+++ Extracted text

In the fall of 1983, I enrolled in the Masters Programme in Epidemiology at the London School of Hygiene and Tropical Medicine. The curriculum took us to Wales to meet with Archie Cochrane and hear his views on RCTs. Also during that year I met Iain Chalmers and his colleagues in Oxford and learned of their interests in RCTs and developing methods for reviewing them more systematically. Iain stressed the distinction between the steps needed to reduce biases in reviews (he had a particular interest in reporting biases) and meta-analysis for quantitative synthesis of results. Although I had always separated these two elements in my lectures on reviews and meta-analysis, I had not come up with a term to denote the first of the two elements. One of my classmates at the London School of Hygiene, Cindy Mulrow, covered it in the title of her pivotal paper – ‘The medical review article: state of the science’.12,13 Cindy and I, along with her colleague, Jacqueline Pugh, later wrote a paper together offering guidelines on writing abstracts for meta-analyses. 14
On my return to the United States, I resumed my work in epidemiology but continued to work in technology assessment and to conduct meta-analyses in my proverbial ‘free time’. The article published in JAMA in 1988 – Meta-analysis: a quantitative approach to research integration 15 arose from a conversation with Bruce Dan, a graduate of the EIS Programme who was a senior editor at JAMA during 1984–1992. While he was also the medical editor for ABC News in Chicago, Illinois, we had been bringing him to Atlanta to train the EIS officers in a half-day course on dealing with the media. In the course of a conversation with him about meta-analysis, he suggested that JAMA might be interested in an article introducing practising clinicians to the topic. A few months later, after successfully negotiating the peer-review process, the article was published. 15
As an epidemiologist, I can use my ‘science of review’ tools in a wide variety of different kinds of health research. Although I have been an author of more than a dozen published meta-analyses, as well as invited articles and book chapters on the topic, two activities seem likely to have a more lasting impact than any of these papers. The first has been through teaching the method to EIS officers and other fellows; the second has been through helping to launch The Guide for Community Preventive Services, which has now published approximately 200 systematic reviews of population-based interventions. 16
Systematic review and meta-analysis are basically simple approaches to applying scientific principles to the synthesis of research evidence. Using the best available evidence to inform treatment choices should be the norm, and these tools make this more feasible than ever before. The failure to conduct such reviews before funding new research or population-based intervention programmes is unwise and inefficient at best, and negligent in the eyes of many. The systematic review should be done rigorously, thoroughly, and without bias; and the quantitative synthesis should have that same rigour. Investigators as well as users now have guidelines available to make this possible,17,18 and these will continue to evolve as we use and improve these methods (www.equator-network.org).

++++++
+++ Extracted data

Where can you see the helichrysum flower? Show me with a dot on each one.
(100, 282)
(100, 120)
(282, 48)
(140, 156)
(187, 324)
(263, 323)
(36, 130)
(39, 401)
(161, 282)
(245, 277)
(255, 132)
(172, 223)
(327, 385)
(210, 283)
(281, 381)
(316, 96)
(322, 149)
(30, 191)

++++++

In the account of systematic review and meta-analysis, who suggested that JAMA might publish an article introducing practising clinicians to meta-analysis?

Bruce Dan, a senior editor at JAMA.